* [The request]:
Render every line of the items as a Markdown table with two columns, Row and Line, numbering each row and skipping blank lines.

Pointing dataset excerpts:
▬▬▬
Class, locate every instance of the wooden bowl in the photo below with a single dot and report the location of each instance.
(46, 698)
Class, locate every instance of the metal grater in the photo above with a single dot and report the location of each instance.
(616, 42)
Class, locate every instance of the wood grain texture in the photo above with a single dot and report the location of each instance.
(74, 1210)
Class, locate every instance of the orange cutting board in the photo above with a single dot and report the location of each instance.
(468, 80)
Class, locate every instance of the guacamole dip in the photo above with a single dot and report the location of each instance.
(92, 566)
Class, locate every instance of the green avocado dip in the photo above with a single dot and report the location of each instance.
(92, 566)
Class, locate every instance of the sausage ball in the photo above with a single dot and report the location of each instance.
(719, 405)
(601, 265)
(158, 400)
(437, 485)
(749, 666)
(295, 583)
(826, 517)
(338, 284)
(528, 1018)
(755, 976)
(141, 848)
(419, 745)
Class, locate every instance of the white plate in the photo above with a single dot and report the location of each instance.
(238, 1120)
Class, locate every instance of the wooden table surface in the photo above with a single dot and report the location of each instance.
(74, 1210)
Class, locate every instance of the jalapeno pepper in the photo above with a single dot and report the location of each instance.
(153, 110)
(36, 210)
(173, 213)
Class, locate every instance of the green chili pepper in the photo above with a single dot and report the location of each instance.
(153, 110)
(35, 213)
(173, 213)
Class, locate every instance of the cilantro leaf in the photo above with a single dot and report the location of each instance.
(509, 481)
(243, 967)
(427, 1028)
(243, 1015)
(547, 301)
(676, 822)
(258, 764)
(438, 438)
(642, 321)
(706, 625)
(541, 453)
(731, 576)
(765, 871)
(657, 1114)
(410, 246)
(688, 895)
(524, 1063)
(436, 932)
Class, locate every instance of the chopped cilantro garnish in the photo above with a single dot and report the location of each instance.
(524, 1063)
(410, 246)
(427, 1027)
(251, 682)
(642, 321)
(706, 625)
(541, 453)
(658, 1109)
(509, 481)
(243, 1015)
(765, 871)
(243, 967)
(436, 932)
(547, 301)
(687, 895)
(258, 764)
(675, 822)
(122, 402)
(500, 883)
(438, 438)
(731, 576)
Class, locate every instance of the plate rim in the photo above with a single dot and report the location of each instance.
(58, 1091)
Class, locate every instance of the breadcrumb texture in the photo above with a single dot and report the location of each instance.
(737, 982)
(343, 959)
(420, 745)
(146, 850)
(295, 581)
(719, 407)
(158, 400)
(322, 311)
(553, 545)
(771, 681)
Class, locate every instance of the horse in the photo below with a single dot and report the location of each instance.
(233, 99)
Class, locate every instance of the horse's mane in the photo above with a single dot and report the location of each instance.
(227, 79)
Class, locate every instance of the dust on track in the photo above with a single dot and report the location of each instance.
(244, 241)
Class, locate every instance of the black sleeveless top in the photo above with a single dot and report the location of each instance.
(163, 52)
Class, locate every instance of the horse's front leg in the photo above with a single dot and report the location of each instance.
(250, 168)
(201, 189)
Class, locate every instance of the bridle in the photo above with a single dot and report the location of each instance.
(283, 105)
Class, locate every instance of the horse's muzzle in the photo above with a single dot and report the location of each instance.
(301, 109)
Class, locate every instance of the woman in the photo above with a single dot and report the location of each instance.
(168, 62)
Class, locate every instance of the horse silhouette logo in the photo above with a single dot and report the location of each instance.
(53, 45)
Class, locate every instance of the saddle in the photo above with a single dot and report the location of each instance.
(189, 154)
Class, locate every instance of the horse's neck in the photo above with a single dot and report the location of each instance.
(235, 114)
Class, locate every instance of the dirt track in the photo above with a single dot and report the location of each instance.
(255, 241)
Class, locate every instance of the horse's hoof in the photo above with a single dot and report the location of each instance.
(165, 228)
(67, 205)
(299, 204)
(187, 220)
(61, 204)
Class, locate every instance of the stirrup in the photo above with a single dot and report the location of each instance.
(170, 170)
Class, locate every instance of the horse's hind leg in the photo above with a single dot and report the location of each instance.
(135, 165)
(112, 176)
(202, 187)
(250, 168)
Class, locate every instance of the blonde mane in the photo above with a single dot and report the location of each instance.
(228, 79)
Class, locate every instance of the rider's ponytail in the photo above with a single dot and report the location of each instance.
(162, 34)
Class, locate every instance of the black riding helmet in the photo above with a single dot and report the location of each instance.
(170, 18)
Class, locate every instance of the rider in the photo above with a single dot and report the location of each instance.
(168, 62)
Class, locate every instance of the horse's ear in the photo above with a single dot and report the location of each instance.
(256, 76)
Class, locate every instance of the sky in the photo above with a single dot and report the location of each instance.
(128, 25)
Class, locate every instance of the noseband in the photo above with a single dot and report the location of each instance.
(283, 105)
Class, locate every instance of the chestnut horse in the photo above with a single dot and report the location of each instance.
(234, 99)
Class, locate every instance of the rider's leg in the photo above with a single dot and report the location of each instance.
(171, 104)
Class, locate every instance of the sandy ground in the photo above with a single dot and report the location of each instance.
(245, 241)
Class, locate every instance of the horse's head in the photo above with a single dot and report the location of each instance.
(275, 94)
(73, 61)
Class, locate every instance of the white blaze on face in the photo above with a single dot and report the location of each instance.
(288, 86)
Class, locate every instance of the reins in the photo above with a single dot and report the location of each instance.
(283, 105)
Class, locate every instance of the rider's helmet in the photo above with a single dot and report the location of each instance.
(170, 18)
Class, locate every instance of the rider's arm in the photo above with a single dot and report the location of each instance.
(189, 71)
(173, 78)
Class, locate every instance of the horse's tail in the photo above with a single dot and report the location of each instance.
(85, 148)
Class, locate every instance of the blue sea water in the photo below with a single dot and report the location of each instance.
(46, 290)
▬▬▬
* [Expected answer]:
| Row | Line |
|---|---|
| 1 | Class, locate every instance of the wooden bowl in the photo below with a single dot and report the location of each instance. |
| 2 | (46, 698) |
| 3 | Class, locate every instance of the metal grater in the photo above with a single dot and report the location of each instance. |
| 4 | (616, 42) |
| 5 | Class, locate every instance of the wood grain texture in the photo above with a single dot and report the location of each instance. |
| 6 | (74, 1210) |
| 7 | Class, locate every instance of the orange cutting board in the photo above with a single dot and report the location of each instance. |
| 8 | (468, 80) |
| 9 | Class, locate every instance of the guacamole dip in the photo above with a single dot and report the location of each instance. |
| 10 | (92, 566) |
| 11 | Class, locate every instance of the green avocado dip in the photo above with a single dot and report the location of each instance. |
| 12 | (92, 566) |
| 13 | Class, locate every instance of the sausage ball in the photo above with a single dot and report the location of each instance. |
| 14 | (719, 405) |
| 15 | (601, 265) |
| 16 | (158, 400) |
| 17 | (437, 485) |
| 18 | (749, 666) |
| 19 | (295, 583) |
| 20 | (826, 517) |
| 21 | (338, 284) |
| 22 | (528, 1018) |
| 23 | (755, 976) |
| 24 | (141, 848) |
| 25 | (419, 745) |
| 26 | Class, locate every instance of the white plate in the photo above with a single dot and report the location of each instance. |
| 27 | (238, 1120) |
| 28 | Class, locate every instance of the wooden table surface in the photo above with a single dot and report the location of each instance. |
| 29 | (74, 1210) |
| 30 | Class, locate every instance of the jalapeno pepper in the photo above with a single dot and report the location of each instance. |
| 31 | (153, 110) |
| 32 | (36, 210) |
| 33 | (173, 213) |
| 34 | Class, locate every instance of the green chili pepper in the photo above with a single dot and report the location of each instance. |
| 35 | (153, 110) |
| 36 | (35, 213) |
| 37 | (173, 213) |
| 38 | Class, locate every instance of the cilantro leaf in the photo above with a single dot and report the location of each instance. |
| 39 | (509, 481) |
| 40 | (243, 967) |
| 41 | (427, 1028) |
| 42 | (243, 1015) |
| 43 | (547, 301) |
| 44 | (676, 822) |
| 45 | (258, 764) |
| 46 | (438, 438) |
| 47 | (642, 321) |
| 48 | (706, 625) |
| 49 | (541, 453) |
| 50 | (731, 576) |
| 51 | (765, 871) |
| 52 | (657, 1114) |
| 53 | (410, 246) |
| 54 | (688, 895) |
| 55 | (524, 1063) |
| 56 | (436, 932) |
| 57 | Class, locate every instance of the chopped cilantro garnish in the photo above with a single dot and report the location of each instance. |
| 58 | (524, 1063) |
| 59 | (410, 246) |
| 60 | (427, 1027) |
| 61 | (251, 682) |
| 62 | (642, 321) |
| 63 | (706, 625) |
| 64 | (541, 453) |
| 65 | (658, 1109) |
| 66 | (509, 481) |
| 67 | (243, 1015) |
| 68 | (765, 871) |
| 69 | (243, 967) |
| 70 | (436, 932) |
| 71 | (547, 301) |
| 72 | (687, 895) |
| 73 | (258, 764) |
| 74 | (675, 822) |
| 75 | (122, 402) |
| 76 | (500, 883) |
| 77 | (438, 438) |
| 78 | (731, 576) |
| 79 | Class, locate every instance of the plate rim in the photo above with a single dot and report the location of each instance. |
| 80 | (58, 1091) |
| 81 | Class, locate every instance of the breadcrumb texture in the photo above with a single dot and report the location of each instance. |
| 82 | (737, 982) |
| 83 | (343, 959) |
| 84 | (420, 745) |
| 85 | (146, 850) |
| 86 | (295, 581) |
| 87 | (719, 407) |
| 88 | (158, 400) |
| 89 | (322, 311) |
| 90 | (553, 545) |
| 91 | (771, 681) |
| 92 | Class, locate every instance of the horse in the photo below with a single dot and report the location of each instance. |
| 93 | (233, 99) |
| 94 | Class, locate every instance of the horse's mane in the photo above with a single dot and report the location of each instance. |
| 95 | (227, 79) |
| 96 | Class, locate every instance of the dust on track in the photo above with a single dot and report the location of each instance. |
| 97 | (244, 241) |
| 98 | Class, locate every instance of the black sleeveless top in the photo above with a single dot and report the location of each instance. |
| 99 | (163, 52) |
| 100 | Class, locate every instance of the horse's front leg in the photo above with a single dot and report the location of each instance. |
| 101 | (250, 168) |
| 102 | (201, 189) |
| 103 | Class, locate every instance of the bridle in the photo above with a single dot and report the location of each instance. |
| 104 | (283, 105) |
| 105 | Class, locate every instance of the horse's muzzle in the photo above with a single dot and report the location of each instance. |
| 106 | (301, 109) |
| 107 | Class, locate every instance of the woman in the photo above with a single dot and report the location of each instance. |
| 108 | (168, 62) |
| 109 | Class, locate every instance of the horse silhouette logo in the photo above with a single dot and report the location of each instance. |
| 110 | (53, 45) |
| 111 | Class, locate every instance of the saddle in the photo above with a single dot and report the location of each instance. |
| 112 | (189, 154) |
| 113 | Class, locate every instance of the horse's neck in the photo above with a single dot and report the location of each instance. |
| 114 | (235, 114) |
| 115 | Class, locate every instance of the dirt track in the photo above with a single dot and report the location of each instance. |
| 116 | (255, 241) |
| 117 | Class, locate every instance of the horse's hoof in the photo above with a single dot and report the location of each instance. |
| 118 | (165, 228) |
| 119 | (67, 205) |
| 120 | (299, 204) |
| 121 | (187, 220) |
| 122 | (61, 204) |
| 123 | Class, locate every instance of the stirrup in the photo above with a single dot and report the location of each instance. |
| 124 | (170, 170) |
| 125 | Class, locate every instance of the horse's hind leg in the photo above with a single dot and report the location of each instance. |
| 126 | (135, 165) |
| 127 | (112, 176) |
| 128 | (202, 187) |
| 129 | (250, 168) |
| 130 | Class, locate every instance of the blonde mane in the photo above with a single dot and report the location of each instance. |
| 131 | (228, 79) |
| 132 | Class, locate every instance of the rider's ponytail in the photo above with a single dot and report the location of each instance. |
| 133 | (162, 34) |
| 134 | Class, locate every instance of the black riding helmet in the photo above with a single dot and report the location of each instance. |
| 135 | (170, 18) |
| 136 | Class, locate every instance of the rider in the photo above with a single dot and report the location of each instance. |
| 137 | (168, 62) |
| 138 | Class, locate every instance of the horse's ear in the photo above with a single dot and report the location of each instance. |
| 139 | (256, 76) |
| 140 | Class, locate every instance of the sky in the photo above with a single dot and report the location of each instance. |
| 141 | (128, 25) |
| 142 | Class, locate every instance of the noseband in the photo above with a single dot and report the location of each instance. |
| 143 | (283, 105) |
| 144 | Class, locate every instance of the chestnut horse in the photo above with a single dot and report the location of each instance. |
| 145 | (234, 99) |
| 146 | Class, locate every instance of the rider's leg in the photo above with a single dot and report the location of each instance. |
| 147 | (171, 104) |
| 148 | Class, locate every instance of the sandy ground in the photo above with a single dot and report the location of each instance. |
| 149 | (245, 241) |
| 150 | Class, locate every instance of the horse's head in the photo above with a single dot and report the location of each instance. |
| 151 | (275, 94) |
| 152 | (73, 61) |
| 153 | Class, locate every instance of the white blaze on face in the photo above with a single dot and report the location of each instance. |
| 154 | (288, 86) |
| 155 | Class, locate every instance of the reins in the photo above with a single dot and report the location of each instance. |
| 156 | (283, 105) |
| 157 | Class, locate every instance of the rider's helmet in the photo above with a single dot and report the location of each instance. |
| 158 | (170, 18) |
| 159 | Class, locate every instance of the rider's arm in the photo above with a single dot and report the location of each instance. |
| 160 | (189, 71) |
| 161 | (173, 78) |
| 162 | Class, locate every instance of the horse's tail in the photo above with a single dot and report the location of each instance. |
| 163 | (85, 148) |
| 164 | Class, locate every instance of the blue sea water in the photo below with a single dot and report the location of each instance. |
| 165 | (46, 290) |